### TASK BRIEF:
Your answer should be the complete set of entries, transcribed exactly.
◆ ◆ ◆ ◆
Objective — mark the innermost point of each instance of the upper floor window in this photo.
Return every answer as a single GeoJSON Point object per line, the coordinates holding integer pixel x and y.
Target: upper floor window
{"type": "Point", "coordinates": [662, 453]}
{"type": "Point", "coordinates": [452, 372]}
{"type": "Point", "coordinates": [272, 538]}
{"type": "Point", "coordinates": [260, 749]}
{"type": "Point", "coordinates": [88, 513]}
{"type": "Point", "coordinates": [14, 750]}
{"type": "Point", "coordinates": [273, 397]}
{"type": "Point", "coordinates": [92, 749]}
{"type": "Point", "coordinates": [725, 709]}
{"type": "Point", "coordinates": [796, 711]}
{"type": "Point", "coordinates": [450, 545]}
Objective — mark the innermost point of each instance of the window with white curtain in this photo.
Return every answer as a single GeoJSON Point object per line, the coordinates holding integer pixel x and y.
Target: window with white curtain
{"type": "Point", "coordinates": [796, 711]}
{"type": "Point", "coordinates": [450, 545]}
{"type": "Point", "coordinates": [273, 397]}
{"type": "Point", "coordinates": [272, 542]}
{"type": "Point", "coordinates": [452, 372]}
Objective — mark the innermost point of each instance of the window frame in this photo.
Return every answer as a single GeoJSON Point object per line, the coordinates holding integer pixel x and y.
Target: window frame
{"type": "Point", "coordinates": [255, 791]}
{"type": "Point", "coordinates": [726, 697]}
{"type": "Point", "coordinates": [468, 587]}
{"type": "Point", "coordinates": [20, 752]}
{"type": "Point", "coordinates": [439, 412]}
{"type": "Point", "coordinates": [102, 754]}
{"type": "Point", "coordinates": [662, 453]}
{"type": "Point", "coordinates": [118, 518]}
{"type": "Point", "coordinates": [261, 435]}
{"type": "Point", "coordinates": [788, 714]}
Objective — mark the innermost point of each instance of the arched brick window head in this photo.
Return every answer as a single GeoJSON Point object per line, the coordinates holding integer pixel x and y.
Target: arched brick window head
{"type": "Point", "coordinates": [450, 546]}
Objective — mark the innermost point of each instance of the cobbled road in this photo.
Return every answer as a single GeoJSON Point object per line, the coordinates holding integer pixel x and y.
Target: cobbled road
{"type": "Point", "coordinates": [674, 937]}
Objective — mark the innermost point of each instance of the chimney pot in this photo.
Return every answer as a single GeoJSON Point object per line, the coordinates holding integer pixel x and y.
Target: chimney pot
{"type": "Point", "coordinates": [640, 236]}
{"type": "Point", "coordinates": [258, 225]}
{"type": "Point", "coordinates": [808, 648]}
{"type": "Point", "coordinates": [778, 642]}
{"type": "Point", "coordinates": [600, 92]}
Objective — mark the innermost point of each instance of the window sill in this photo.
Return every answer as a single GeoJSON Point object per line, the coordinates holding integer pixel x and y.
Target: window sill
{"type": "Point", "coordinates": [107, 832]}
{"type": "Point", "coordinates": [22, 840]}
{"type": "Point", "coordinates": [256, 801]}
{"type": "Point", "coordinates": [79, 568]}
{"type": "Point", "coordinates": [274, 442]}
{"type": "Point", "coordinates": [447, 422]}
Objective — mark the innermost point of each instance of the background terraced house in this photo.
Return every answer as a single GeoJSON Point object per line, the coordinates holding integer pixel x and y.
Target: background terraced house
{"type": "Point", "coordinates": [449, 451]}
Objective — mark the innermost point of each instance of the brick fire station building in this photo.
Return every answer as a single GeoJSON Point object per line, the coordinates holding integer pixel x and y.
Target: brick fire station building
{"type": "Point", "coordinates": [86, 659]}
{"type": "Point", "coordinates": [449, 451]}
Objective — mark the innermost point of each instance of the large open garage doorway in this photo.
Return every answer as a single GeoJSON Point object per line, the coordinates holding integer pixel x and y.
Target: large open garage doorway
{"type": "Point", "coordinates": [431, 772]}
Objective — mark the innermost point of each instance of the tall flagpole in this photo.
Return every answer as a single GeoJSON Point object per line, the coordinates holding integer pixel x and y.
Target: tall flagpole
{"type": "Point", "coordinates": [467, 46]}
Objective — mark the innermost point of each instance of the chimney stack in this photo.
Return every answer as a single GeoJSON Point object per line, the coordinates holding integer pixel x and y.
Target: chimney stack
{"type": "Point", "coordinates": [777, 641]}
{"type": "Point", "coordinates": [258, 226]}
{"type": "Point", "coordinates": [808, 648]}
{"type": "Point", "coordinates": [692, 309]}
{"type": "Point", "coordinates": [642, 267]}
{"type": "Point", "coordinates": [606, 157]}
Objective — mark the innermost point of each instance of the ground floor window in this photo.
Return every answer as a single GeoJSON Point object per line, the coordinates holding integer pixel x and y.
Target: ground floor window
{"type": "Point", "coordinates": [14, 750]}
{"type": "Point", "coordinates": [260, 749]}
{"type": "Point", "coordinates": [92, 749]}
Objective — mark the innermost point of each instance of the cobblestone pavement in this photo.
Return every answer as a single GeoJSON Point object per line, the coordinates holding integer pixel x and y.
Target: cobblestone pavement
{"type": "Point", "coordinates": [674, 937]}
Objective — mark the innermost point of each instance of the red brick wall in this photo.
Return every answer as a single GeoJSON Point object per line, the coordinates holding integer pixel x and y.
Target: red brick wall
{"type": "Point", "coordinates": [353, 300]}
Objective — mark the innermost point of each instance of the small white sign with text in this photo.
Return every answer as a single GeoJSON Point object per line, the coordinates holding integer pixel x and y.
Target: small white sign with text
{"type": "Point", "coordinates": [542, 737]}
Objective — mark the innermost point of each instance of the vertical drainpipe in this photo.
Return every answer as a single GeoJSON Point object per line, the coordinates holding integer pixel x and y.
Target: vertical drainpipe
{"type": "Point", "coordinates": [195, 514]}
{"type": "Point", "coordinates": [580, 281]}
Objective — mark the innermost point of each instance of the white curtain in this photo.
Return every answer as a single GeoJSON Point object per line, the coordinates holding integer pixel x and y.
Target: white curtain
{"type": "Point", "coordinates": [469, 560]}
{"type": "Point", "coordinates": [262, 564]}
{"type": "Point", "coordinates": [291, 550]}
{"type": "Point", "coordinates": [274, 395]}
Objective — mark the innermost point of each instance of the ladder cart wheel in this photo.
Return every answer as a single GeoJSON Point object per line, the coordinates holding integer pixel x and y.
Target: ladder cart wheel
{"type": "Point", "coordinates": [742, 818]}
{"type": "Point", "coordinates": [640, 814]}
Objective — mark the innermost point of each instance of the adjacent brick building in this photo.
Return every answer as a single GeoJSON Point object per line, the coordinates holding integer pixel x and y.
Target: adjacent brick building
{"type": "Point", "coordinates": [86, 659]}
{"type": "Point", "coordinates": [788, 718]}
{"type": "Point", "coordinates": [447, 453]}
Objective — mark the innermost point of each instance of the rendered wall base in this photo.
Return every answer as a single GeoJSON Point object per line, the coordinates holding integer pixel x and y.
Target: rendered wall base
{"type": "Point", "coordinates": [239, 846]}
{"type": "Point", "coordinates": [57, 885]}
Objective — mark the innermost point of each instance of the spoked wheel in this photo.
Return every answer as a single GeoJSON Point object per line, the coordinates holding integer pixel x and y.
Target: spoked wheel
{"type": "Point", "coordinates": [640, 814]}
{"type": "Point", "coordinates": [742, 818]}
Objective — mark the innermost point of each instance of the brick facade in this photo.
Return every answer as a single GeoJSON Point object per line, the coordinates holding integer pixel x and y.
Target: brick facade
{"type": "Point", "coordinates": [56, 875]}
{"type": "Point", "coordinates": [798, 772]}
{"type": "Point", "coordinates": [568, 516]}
◆ ◆ ◆ ◆
### ANSWER TO THE EXERCISE:
Objective — mark the innermost point of each instance of the upper floor window in this photo.
Return every answer as a single GeoJSON Point object per line, the coordinates holding integer pixel x and y.
Target: upper floor window
{"type": "Point", "coordinates": [662, 453]}
{"type": "Point", "coordinates": [452, 372]}
{"type": "Point", "coordinates": [272, 538]}
{"type": "Point", "coordinates": [260, 749]}
{"type": "Point", "coordinates": [88, 513]}
{"type": "Point", "coordinates": [14, 750]}
{"type": "Point", "coordinates": [273, 397]}
{"type": "Point", "coordinates": [92, 749]}
{"type": "Point", "coordinates": [725, 709]}
{"type": "Point", "coordinates": [796, 711]}
{"type": "Point", "coordinates": [450, 545]}
Objective — mark the innermost point of each instance of the window with white curtain in this photo.
Return every answer as a single GeoJSON Point object per line, the coordinates holding integer pixel x and y.
Target: window with white curtain
{"type": "Point", "coordinates": [796, 711]}
{"type": "Point", "coordinates": [450, 545]}
{"type": "Point", "coordinates": [273, 397]}
{"type": "Point", "coordinates": [272, 542]}
{"type": "Point", "coordinates": [452, 372]}
Objective — mark the innermost point of each instance of the window frame in this photo.
Return every answer as a single GeoJSON Point object per line, the coordinates holding integer pixel x and y.
Target: window frame
{"type": "Point", "coordinates": [255, 791]}
{"type": "Point", "coordinates": [726, 697]}
{"type": "Point", "coordinates": [468, 587]}
{"type": "Point", "coordinates": [20, 752]}
{"type": "Point", "coordinates": [439, 412]}
{"type": "Point", "coordinates": [102, 754]}
{"type": "Point", "coordinates": [662, 453]}
{"type": "Point", "coordinates": [118, 518]}
{"type": "Point", "coordinates": [261, 435]}
{"type": "Point", "coordinates": [788, 714]}
Objective — mark the innermost point of each instance of the arched brick window head in this photo.
Return every answer as a single GeoJSON Point object per line, the coordinates holding integer pixel x and y.
Target: arched brick window head
{"type": "Point", "coordinates": [450, 546]}
Objective — mark the innermost point of each instance of the cobbled road in this photo.
Return every answer as a single GeoJSON Point object per line, the coordinates holding integer pixel x and y.
Target: cobbled road
{"type": "Point", "coordinates": [674, 937]}
Objective — mark the innermost point of each instance of the chimney pot in this photo.
Return every answer as a single GeoJSON Point object per line, the coordinates holding integer pixel x and y.
Target: chimney pot
{"type": "Point", "coordinates": [640, 236]}
{"type": "Point", "coordinates": [258, 225]}
{"type": "Point", "coordinates": [808, 648]}
{"type": "Point", "coordinates": [778, 642]}
{"type": "Point", "coordinates": [600, 92]}
Objective — mark the innermost point of each instance of the window sill in this photo.
Return every answer as a single GeoJSON Point object per line, the coordinates holding integer pixel x and y.
Target: window sill
{"type": "Point", "coordinates": [107, 832]}
{"type": "Point", "coordinates": [22, 840]}
{"type": "Point", "coordinates": [256, 801]}
{"type": "Point", "coordinates": [79, 568]}
{"type": "Point", "coordinates": [274, 442]}
{"type": "Point", "coordinates": [447, 422]}
Objective — mark the innermost point of each instance of the background terraced house in this photo.
Return every answer as a single GeoJSON Point object per line, the coordinates holding integer pixel x and y.
Target: background terraced house
{"type": "Point", "coordinates": [449, 451]}
Objective — mark the innermost point of each instance of the brick fire station building in this photo.
Return every answer as a single GeoJSON Point object per line, the coordinates holding integer pixel x and y.
Target: brick fire station building
{"type": "Point", "coordinates": [86, 659]}
{"type": "Point", "coordinates": [449, 451]}
Objective — mark the innermost point of each instance of the large open garage doorway in this photo.
Return every answer as a single GeoJSON Point object per line, the coordinates holding integer pixel x and y.
Target: large open garage doorway
{"type": "Point", "coordinates": [431, 772]}
Objective — mark the innermost point of each instance of the tall flagpole in this photo.
Return every answer as a single GeoJSON Point object per line, the coordinates holding integer pixel x and y.
Target: tall flagpole
{"type": "Point", "coordinates": [467, 46]}
Objective — mark the innermost point of each instance of the chimney stack in this photo.
Return every answer as a single GeoJSON Point object per line, the coordinates holding integer pixel x and y.
Target: chimney stack
{"type": "Point", "coordinates": [777, 641]}
{"type": "Point", "coordinates": [258, 226]}
{"type": "Point", "coordinates": [808, 648]}
{"type": "Point", "coordinates": [692, 309]}
{"type": "Point", "coordinates": [642, 267]}
{"type": "Point", "coordinates": [606, 157]}
Objective — mark the innermost point of each instance of the ground floor window in this photo.
Return every answer as a single GeoJSON Point object per line, the coordinates holding integer pixel x and y.
Target: ground floor window
{"type": "Point", "coordinates": [14, 750]}
{"type": "Point", "coordinates": [260, 749]}
{"type": "Point", "coordinates": [92, 749]}
Objective — mark the innermost point of each instance of the cobblestone pavement in this photo.
Return every answer as a single GeoJSON Point object per line, the coordinates holding integer pixel x and y.
Target: cobblestone pavement
{"type": "Point", "coordinates": [674, 937]}
Objective — mark the innermost point of each instance of the red brick wall in this photo.
Return every answer as a single GeoJSON Point object per line, the coordinates holding integer pixel x and y.
Target: red brick wall
{"type": "Point", "coordinates": [353, 300]}
Objective — mark the innermost point of each instance of the small white sign with text in this photo.
Return every answer as a single GeoJSON Point object per line, the coordinates holding integer pixel x and y.
Target: small white sign with text
{"type": "Point", "coordinates": [542, 737]}
Objective — mark the innermost point of each instance of the vertical drainpipe in this photo.
Return every answer as a single GeoJSON Point object per line, the coordinates holding integer pixel x and y.
Target: vertical drainpipe
{"type": "Point", "coordinates": [195, 514]}
{"type": "Point", "coordinates": [580, 281]}
Objective — mark the innermost point of each instance of the white curtain in this photo.
Return every answer as a single GeoJSON Point object per line, the coordinates holding integer pixel x and y.
Target: white curtain
{"type": "Point", "coordinates": [469, 560]}
{"type": "Point", "coordinates": [262, 564]}
{"type": "Point", "coordinates": [291, 550]}
{"type": "Point", "coordinates": [274, 395]}
Objective — mark the innermost point of each instance of the ladder cart wheel in this photo.
Return every answer as a single GeoJSON Point object per line, the coordinates holding integer pixel x and y.
Target: ladder cart wheel
{"type": "Point", "coordinates": [742, 818]}
{"type": "Point", "coordinates": [640, 814]}
Objective — mark the innermost point of each instance of the adjacent brick building in this photo.
Return every answer as a single GeoJSON Point object per line, the coordinates holding integer pixel x and y.
Target: adjacent brick building
{"type": "Point", "coordinates": [86, 659]}
{"type": "Point", "coordinates": [788, 718]}
{"type": "Point", "coordinates": [447, 453]}
Objective — mark the innermost point of each instance of the rendered wall base in this photo.
Return every answer as a single GeoJSON Point object per line, the coordinates holding integer pixel x and y.
Target: rendered wall base
{"type": "Point", "coordinates": [239, 846]}
{"type": "Point", "coordinates": [57, 885]}
Objective — mark the innermost point of each instance of the spoked wheel in this photo.
Return every answer as a single GeoJSON Point object per line, the coordinates holding integer pixel x and y.
Target: spoked wheel
{"type": "Point", "coordinates": [640, 814]}
{"type": "Point", "coordinates": [742, 818]}
Objective — mark the innermost point of each instance of the brick facade in this photo.
Return every answer as a single GeoJSON Point object per line, the coordinates holding integer pixel x and y.
Target: brick facade
{"type": "Point", "coordinates": [56, 875]}
{"type": "Point", "coordinates": [798, 772]}
{"type": "Point", "coordinates": [568, 516]}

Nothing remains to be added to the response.